EXERCISE INPUT
-- -- --

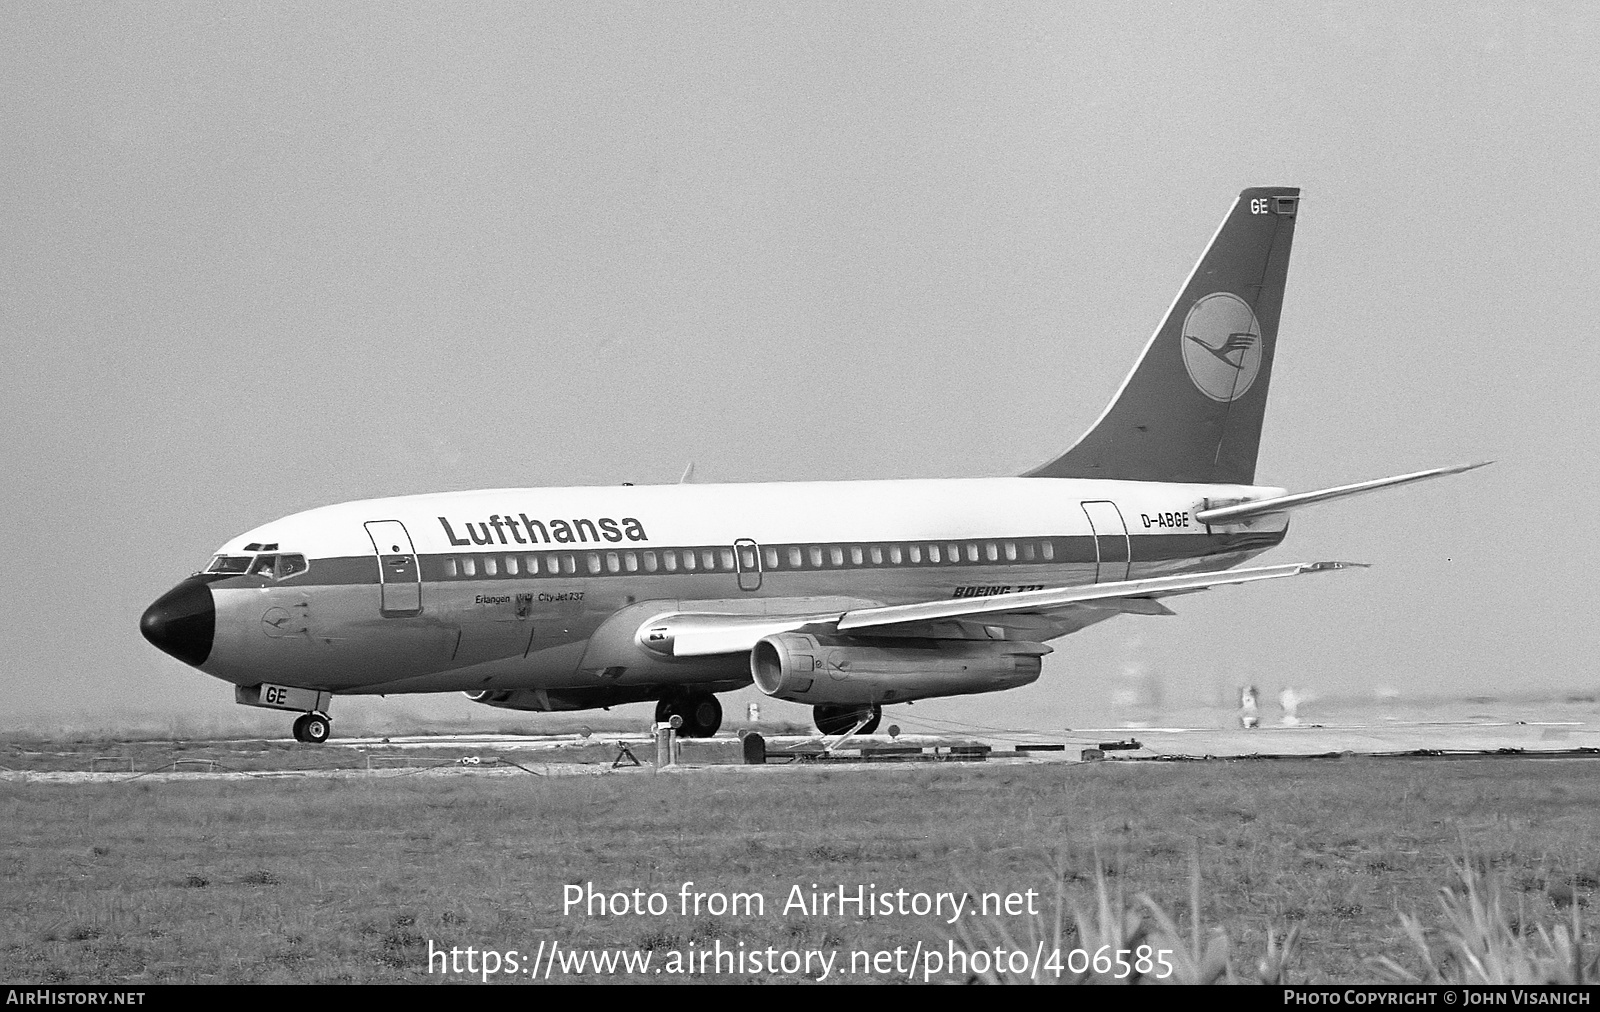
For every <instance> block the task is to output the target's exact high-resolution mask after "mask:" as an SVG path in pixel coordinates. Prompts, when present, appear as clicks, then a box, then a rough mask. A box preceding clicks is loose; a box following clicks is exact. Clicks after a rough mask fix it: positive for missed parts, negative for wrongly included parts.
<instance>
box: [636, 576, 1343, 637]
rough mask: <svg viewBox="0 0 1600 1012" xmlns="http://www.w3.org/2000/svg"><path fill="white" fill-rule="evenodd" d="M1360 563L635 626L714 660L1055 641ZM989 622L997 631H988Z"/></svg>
mask: <svg viewBox="0 0 1600 1012" xmlns="http://www.w3.org/2000/svg"><path fill="white" fill-rule="evenodd" d="M1360 565H1362V564H1360V562H1298V564H1291V565H1266V567H1259V568H1246V570H1222V572H1210V573H1184V575H1179V576H1154V578H1149V580H1123V581H1118V583H1096V584H1090V586H1070V588H1053V589H1045V591H1022V592H1018V594H997V596H994V597H958V599H954V600H923V602H917V604H901V605H886V607H866V608H851V610H846V612H808V613H792V615H718V613H710V612H674V613H667V615H658V616H656V618H653V620H650V621H646V623H645V624H642V626H640V628H638V633H637V634H635V639H637V642H638V645H640V647H645V649H646V650H653V652H656V653H662V655H666V657H674V658H680V657H717V655H728V653H744V652H747V650H752V649H754V647H755V644H757V642H758V641H760V639H762V637H765V636H773V634H778V633H792V631H795V629H803V628H806V626H819V628H824V629H826V631H829V633H834V631H837V633H851V631H856V629H878V631H883V633H890V631H891V628H893V633H894V634H901V636H904V634H933V636H939V634H941V631H942V634H944V636H954V637H957V639H963V637H965V639H984V637H987V639H1006V637H1008V636H1006V631H1010V633H1011V634H1013V636H1016V634H1021V636H1022V637H1027V636H1029V634H1030V633H1034V634H1038V637H1040V639H1051V637H1054V636H1061V634H1064V633H1067V631H1070V629H1077V628H1082V626H1086V624H1093V623H1096V621H1102V620H1104V618H1110V616H1112V615H1117V613H1133V615H1171V612H1170V610H1168V608H1166V605H1163V604H1160V602H1158V600H1157V597H1165V596H1171V594H1190V592H1195V591H1203V589H1208V588H1213V586H1227V584H1237V583H1256V581H1261V580H1282V578H1285V576H1301V575H1306V573H1325V572H1331V570H1341V568H1349V567H1360ZM990 626H992V628H990Z"/></svg>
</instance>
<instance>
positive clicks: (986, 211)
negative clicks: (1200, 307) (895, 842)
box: [0, 3, 1600, 727]
mask: <svg viewBox="0 0 1600 1012" xmlns="http://www.w3.org/2000/svg"><path fill="white" fill-rule="evenodd" d="M1595 10H1597V8H1594V6H1592V5H1586V3H1557V5H1539V3H1517V5H1514V3H1493V5H1462V3H1440V5H1437V6H1424V5H1411V6H1406V8H1403V10H1402V11H1400V13H1397V6H1395V5H1387V3H1373V5H1331V3H1330V5H1315V6H1310V5H1304V6H1301V5H1288V6H1285V5H1280V3H1261V5H1246V3H1234V5H1189V3H1171V5H1166V3H1163V5H1130V3H1115V5H1104V6H1101V5H1070V3H1013V5H1005V6H998V5H989V3H981V5H934V3H878V5H862V3H794V5H768V3H762V5H749V3H712V5H683V3H640V5H595V3H582V5H576V3H549V5H538V3H517V5H491V3H474V5H466V6H462V5H411V3H386V5H374V6H366V5H323V3H315V5H302V6H298V5H286V3H269V5H256V3H250V5H245V3H227V5H206V3H179V5H155V3H139V5H104V3H82V5H74V3H0V29H3V30H0V181H3V184H0V344H3V351H5V368H3V373H0V376H3V391H0V394H3V396H0V424H3V431H5V436H6V437H5V442H3V448H0V455H3V458H0V460H3V487H0V492H3V512H0V517H3V520H0V524H3V527H0V538H3V541H0V548H3V551H5V560H6V562H5V567H3V570H0V573H3V576H0V607H3V610H5V616H6V620H5V621H3V623H0V637H3V641H0V642H3V652H0V671H3V674H0V693H3V706H0V725H3V727H27V725H45V724H61V722H85V721H86V722H106V724H114V722H117V721H122V719H134V717H149V716H150V714H179V716H194V717H195V719H206V721H210V719H216V721H221V722H224V724H226V722H227V721H235V719H238V721H243V719H245V717H248V716H250V711H243V709H242V708H237V706H235V705H234V701H232V690H230V687H229V685H227V684H224V682H219V681H216V679H211V677H208V676H203V674H198V673H195V671H194V669H190V668H186V666H184V665H181V663H179V661H176V660H173V658H168V657H166V655H163V653H160V652H157V650H155V649H152V647H150V645H149V644H146V642H144V641H142V639H141V637H139V633H138V616H139V613H141V612H142V608H144V607H146V605H147V604H149V602H150V600H152V599H155V597H157V596H158V594H162V592H163V591H166V589H168V588H170V586H171V584H173V583H176V581H178V580H181V578H182V576H186V575H187V573H190V572H194V570H195V568H198V567H200V565H203V564H205V560H206V557H208V554H210V552H211V551H213V549H214V548H216V546H218V544H219V543H222V541H224V540H227V538H229V536H232V535H235V533H240V532H243V530H246V528H250V527H254V525H258V524H261V522H266V520H270V519H274V517H278V516H283V514H288V512H294V511H299V509H306V508H312V506H318V504H326V503H334V501H342V500H355V498H368V496H381V495H398V493H411V492H434V490H453V488H475V487H507V485H582V484H618V482H624V480H632V482H640V484H645V482H672V480H675V479H677V476H678V474H680V472H682V469H683V466H685V464H686V463H688V461H694V463H696V468H698V479H699V480H704V482H750V480H786V479H869V477H957V476H1002V474H1018V472H1021V471H1024V469H1027V468H1030V466H1035V464H1038V463H1040V461H1043V460H1048V458H1051V456H1053V455H1056V453H1058V452H1061V450H1062V448H1064V447H1066V445H1069V444H1070V442H1072V440H1074V439H1077V436H1078V434H1080V432H1082V431H1083V428H1086V426H1088V424H1090V423H1091V421H1093V420H1094V418H1096V415H1098V413H1099V412H1101V408H1102V407H1104V404H1106V400H1107V399H1109V397H1110V394H1112V392H1114V391H1115V388H1117V384H1118V383H1120V381H1122V378H1123V375H1125V373H1126V370H1128V368H1130V365H1131V363H1133V360H1134V357H1136V355H1138V352H1139V349H1141V347H1142V344H1144V341H1146V339H1147V336H1149V333H1150V330H1152V328H1154V327H1155V323H1157V322H1158V319H1160V315H1162V312H1163V311H1165V309H1166V304H1168V303H1170V301H1171V298H1173V293H1174V291H1176V288H1178V285H1179V283H1181V282H1182V279H1184V275H1186V274H1187V271H1189V269H1190V266H1192V264H1194V261H1195V258H1197V256H1198V253H1200V250H1202V247H1203V245H1205V242H1206V239H1208V237H1210V235H1211V232H1213V229H1214V227H1216V224H1218V221H1221V218H1222V215H1224V211H1226V210H1227V208H1229V203H1230V202H1232V199H1234V197H1235V195H1237V192H1238V191H1240V189H1242V187H1245V186H1261V184H1286V186H1301V187H1302V189H1304V202H1302V205H1301V216H1299V223H1298V229H1296V237H1294V255H1293V263H1291V267H1290V287H1288V296H1286V299H1285V309H1283V322H1282V330H1280V339H1278V357H1277V370H1275V375H1274V381H1272V400H1270V404H1269V410H1267V426H1266V434H1264V437H1262V444H1261V466H1259V471H1258V480H1262V482H1269V484H1278V485H1286V487H1290V488H1315V487H1322V485H1331V484H1341V482H1350V480H1358V479H1365V477H1378V476H1386V474H1397V472H1403V471H1413V469H1419V468H1426V466H1438V464H1454V463H1467V461H1475V460H1498V461H1499V463H1498V464H1494V466H1493V468H1488V469H1483V471H1477V472H1472V474H1467V476H1461V477H1451V479H1443V480H1440V482H1435V484H1429V485H1422V487H1414V488H1403V490H1395V492H1389V493H1382V495H1374V496H1368V498H1360V500H1355V501H1350V503H1344V504H1336V506H1323V508H1318V509H1312V511H1307V512H1304V514H1298V517H1296V520H1294V524H1293V528H1291V532H1290V538H1288V541H1286V543H1285V544H1283V546H1282V548H1278V549H1275V551H1274V552H1270V554H1269V556H1266V557H1264V560H1267V562H1293V560H1315V559H1352V560H1360V562H1371V564H1373V565H1374V568H1370V570H1360V572H1352V573H1338V575H1331V576H1320V578H1309V580H1301V581H1288V583H1285V584H1266V586H1250V588H1237V589H1218V591H1211V592H1206V594H1200V596H1194V597H1186V599H1182V600H1181V602H1179V604H1176V605H1174V610H1178V612H1179V616H1178V618H1138V616H1126V618H1117V620H1114V621H1110V623H1106V624H1102V626H1096V628H1093V629H1090V631H1085V633H1082V634H1077V636H1072V637H1067V639H1061V641H1056V642H1054V647H1056V653H1054V655H1053V657H1051V658H1050V660H1048V661H1046V666H1045V676H1043V677H1042V679H1040V682H1038V684H1035V685H1032V687H1027V689H1022V690H1014V692H1010V693H1000V695H995V697H970V698H965V700H952V701H942V703H930V705H920V706H918V708H917V713H926V714H930V716H933V714H946V716H957V717H963V719H974V721H984V722H1008V724H1013V725H1016V724H1022V725H1042V727H1050V725H1054V727H1059V725H1062V724H1066V725H1070V724H1074V722H1075V721H1077V716H1078V714H1082V713H1086V711H1088V709H1093V708H1099V706H1102V705H1104V703H1106V701H1107V700H1109V697H1110V693H1112V692H1114V685H1115V684H1117V681H1118V674H1120V673H1123V671H1125V669H1128V668H1130V666H1138V668H1142V669H1144V671H1149V673H1152V676H1155V677H1160V679H1162V681H1163V684H1165V685H1166V693H1168V698H1170V700H1179V701H1181V700H1184V698H1197V700H1198V698H1206V700H1210V698H1211V697H1213V695H1214V690H1216V687H1218V685H1230V684H1235V682H1242V681H1256V682H1259V684H1262V685H1264V687H1275V685H1280V684H1285V682H1291V684H1294V685H1298V687H1301V689H1302V690H1306V692H1315V693H1347V692H1354V693H1363V692H1370V690H1373V689H1374V687H1394V689H1398V690H1403V692H1414V693H1456V692H1469V693H1483V692H1490V693H1499V692H1510V690H1515V689H1526V690H1534V692H1571V690H1586V692H1587V690H1595V689H1600V674H1597V671H1595V661H1594V658H1595V657H1597V655H1600V634H1597V633H1595V626H1597V623H1595V620H1594V616H1595V613H1597V612H1600V607H1597V605H1600V594H1597V591H1595V572H1597V570H1600V565H1597V564H1600V549H1597V546H1595V538H1594V536H1592V535H1590V527H1589V520H1590V519H1595V517H1597V516H1600V514H1597V509H1595V506H1594V501H1595V493H1597V490H1600V482H1597V476H1595V464H1594V460H1595V452H1594V447H1592V444H1594V440H1595V437H1597V432H1600V424H1597V423H1600V410H1597V394H1595V380H1597V376H1600V370H1597V354H1600V352H1597V333H1595V325H1594V322H1592V315H1590V312H1592V311H1590V309H1589V303H1590V301H1592V298H1594V293H1595V291H1597V282H1600V271H1597V264H1600V224H1597V221H1600V211H1597V208H1595V207H1594V203H1595V179H1597V176H1595V171H1597V170H1595V167H1597V165H1600V131H1597V130H1595V128H1594V115H1595V109H1600V75H1597V74H1595V70H1594V67H1595V66H1597V64H1600V42H1597V40H1600V16H1597V13H1595ZM1562 532H1568V533H1571V532H1578V536H1576V538H1574V540H1565V535H1562V536H1560V538H1557V535H1558V533H1562ZM742 698H744V697H739V700H742ZM430 701H432V698H429V697H421V698H416V700H410V701H397V700H390V701H387V703H382V701H373V703H368V705H366V706H370V708H374V709H373V711H371V713H382V708H384V706H389V708H390V711H392V713H398V711H397V709H394V708H398V706H414V708H416V711H418V713H427V711H429V706H427V705H421V703H430ZM437 701H438V706H440V713H446V711H448V713H459V711H462V708H470V705H466V703H462V701H459V697H456V698H445V697H440V698H438V700H437ZM341 706H347V703H344V701H339V703H336V708H334V716H336V717H338V714H339V713H341V711H339V708H341ZM768 706H770V713H771V714H786V713H789V711H794V714H792V716H795V717H802V716H803V708H800V706H794V705H782V703H776V701H773V703H770V705H768ZM490 716H496V719H498V717H499V716H498V714H490ZM285 725H286V722H285Z"/></svg>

-- -- --

EXERCISE PROMPT
Pull out every line in the records above that contains the word "negative" and copy each one in full.

RESULT FOR THIS TASK
For every <instance> block the task is to output the target's exact high-resolution mask after "mask:" as an SVG path in pixel coordinates. Prompts, when present, appear as clicks, then a box, then a rough mask. A box preceding clicks is loose; a box following clicks is exact. Clicks after a rough mask fix it: positive for missed parts, negative for wrongly included parts.
negative clicks: (1200, 307) (895, 842)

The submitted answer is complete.